GIVEN DATA -

————

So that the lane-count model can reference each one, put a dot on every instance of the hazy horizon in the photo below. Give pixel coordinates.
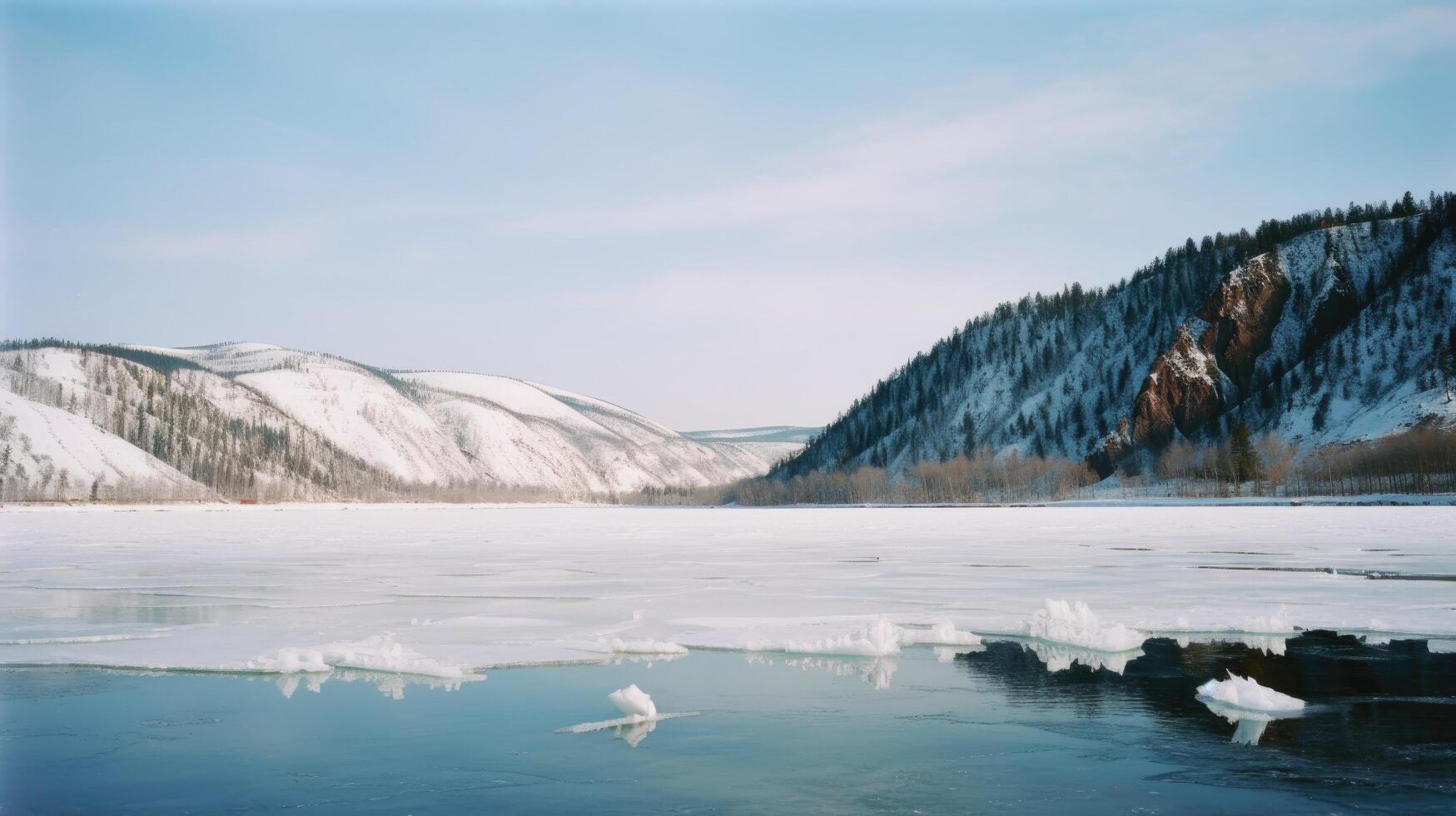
(717, 216)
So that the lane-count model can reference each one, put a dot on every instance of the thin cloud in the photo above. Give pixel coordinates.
(916, 169)
(264, 246)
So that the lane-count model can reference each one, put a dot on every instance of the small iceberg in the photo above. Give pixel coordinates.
(1073, 624)
(1248, 726)
(379, 653)
(639, 719)
(880, 639)
(645, 646)
(1248, 695)
(634, 703)
(1061, 658)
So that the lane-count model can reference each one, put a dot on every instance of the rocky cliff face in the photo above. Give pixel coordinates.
(1242, 315)
(1181, 392)
(1212, 361)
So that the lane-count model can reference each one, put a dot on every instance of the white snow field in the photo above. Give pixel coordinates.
(447, 592)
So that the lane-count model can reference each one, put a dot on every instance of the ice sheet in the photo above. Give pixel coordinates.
(453, 590)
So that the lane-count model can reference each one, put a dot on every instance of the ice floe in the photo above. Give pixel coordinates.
(470, 588)
(880, 639)
(644, 646)
(639, 716)
(379, 653)
(1076, 625)
(1061, 658)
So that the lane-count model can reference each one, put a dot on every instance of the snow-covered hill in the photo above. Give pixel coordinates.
(785, 435)
(1327, 326)
(251, 419)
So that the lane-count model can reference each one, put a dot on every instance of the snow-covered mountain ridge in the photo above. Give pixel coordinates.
(1322, 328)
(258, 420)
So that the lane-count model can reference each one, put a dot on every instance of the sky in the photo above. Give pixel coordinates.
(718, 215)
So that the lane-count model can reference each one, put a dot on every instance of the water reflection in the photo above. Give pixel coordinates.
(634, 734)
(1248, 726)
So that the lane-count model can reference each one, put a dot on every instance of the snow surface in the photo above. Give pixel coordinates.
(1073, 624)
(1248, 694)
(443, 592)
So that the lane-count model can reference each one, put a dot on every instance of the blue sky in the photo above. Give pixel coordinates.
(713, 213)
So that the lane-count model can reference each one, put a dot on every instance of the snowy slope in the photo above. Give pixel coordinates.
(254, 419)
(787, 435)
(62, 455)
(1057, 373)
(213, 429)
(523, 433)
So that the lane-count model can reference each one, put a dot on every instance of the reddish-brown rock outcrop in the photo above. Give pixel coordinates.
(1187, 385)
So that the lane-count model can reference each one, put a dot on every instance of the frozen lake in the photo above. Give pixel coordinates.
(423, 659)
(453, 592)
(986, 730)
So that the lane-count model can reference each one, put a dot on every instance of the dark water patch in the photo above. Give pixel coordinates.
(932, 730)
(1372, 575)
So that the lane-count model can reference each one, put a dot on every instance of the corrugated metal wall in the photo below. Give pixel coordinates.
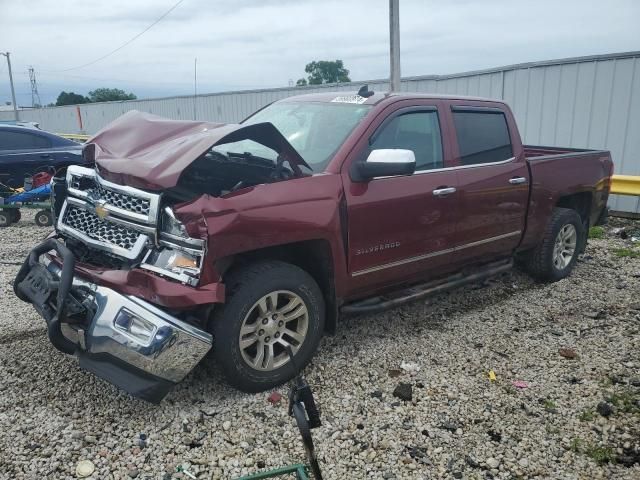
(585, 102)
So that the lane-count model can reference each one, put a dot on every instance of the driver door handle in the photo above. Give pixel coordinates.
(444, 191)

————

WORK TO BE COMPLETED - Repeat all the lines above word for word, with the pictures left out.

ANSWER FOR THE TASK -
So that the lane-count model can reference each one, put a dot on every instance of the hazy horizon in the photo below. Give pixel coordinates.
(717, 216)
So that the lane-count model can reference each one, put a dot on every instance of the thin cloud in the photo above. Give pixel coordinates.
(916, 169)
(264, 246)
So that the lane-count model can reference each one, put a dot on every instance of the small iceberg in the photo above. Give pixel coordinates.
(1073, 624)
(1248, 726)
(379, 653)
(639, 719)
(880, 639)
(645, 646)
(1248, 695)
(634, 703)
(1061, 658)
So that the lane-count model can reference each one, put a dot on every instance of the rocky cliff face in the photo above. Give pixel coordinates.
(1242, 315)
(1181, 392)
(1212, 361)
So that the lane-count model can reference each one, put a dot on every instance of the white snow field in the photo above. Give pixel coordinates.
(447, 592)
So that the lane-count model can reference each one, put a dot on every instance of the ice sheet in the photo above. Give pixel coordinates.
(453, 590)
So that the lane-count model can reference each one, put a dot on every instance of the ice floe in the photo above. Give pixel coordinates.
(470, 588)
(880, 639)
(644, 646)
(639, 716)
(379, 653)
(1076, 625)
(1061, 658)
So that the lane-count model can reference each one, put a dot on every instance of the snow-covered hill in the photo above. Give pixel coordinates.
(785, 435)
(1327, 326)
(251, 419)
So that the lane-count model can reference each one, put a dot on every instance of the snow-covered mountain ridge in the photo above. Give pixel coordinates.
(1322, 328)
(258, 420)
So that the lane-count model can reference each one, put a dot on every instance of the sky in the photo above. Give pixel coordinates.
(718, 215)
So that the lane-count model can reference each one, put a dot on every instance of the water reflection in the photo above. Give pixel coordinates.
(634, 734)
(1248, 726)
So that the lane-count model can reference each one, put a dot on every instance of the snow surface in the photo above. Give pixel coordinates.
(1073, 624)
(1248, 694)
(443, 592)
So that the lane-count model can reference each one, put a dot on every instance of the blue sky in the photo above. Give pixel coordinates.
(713, 213)
So that the lane-count model can reference each one, put a dot on every instance of the snowy slope in the photo above. Give pixel coordinates.
(254, 419)
(787, 435)
(62, 455)
(1057, 373)
(213, 429)
(523, 433)
So that the lane-count model can reference each one, put a dot on every instance of the reddish-brown rock outcrop in the photo above. Give pixel coordinates.
(1187, 385)
So that the lane-count model can reference each one, put a dot on every instance of the frozen lake in the photo above. Give pixel coordinates.
(423, 659)
(453, 592)
(986, 730)
So that the lane-count model can reference each one, put a dot on every instance of the dark water patch in the photo above. Give pixel coordinates.
(932, 730)
(1372, 575)
So that the lane-count model can reference each one, put a dot on every instance of the corrugated metal wall in the photo below. Give pixel coordinates.
(585, 102)
So that the lane-count model can reference each one, put a dot on every instance of the driver door handle in the photo above. Give pixel coordinates.
(444, 191)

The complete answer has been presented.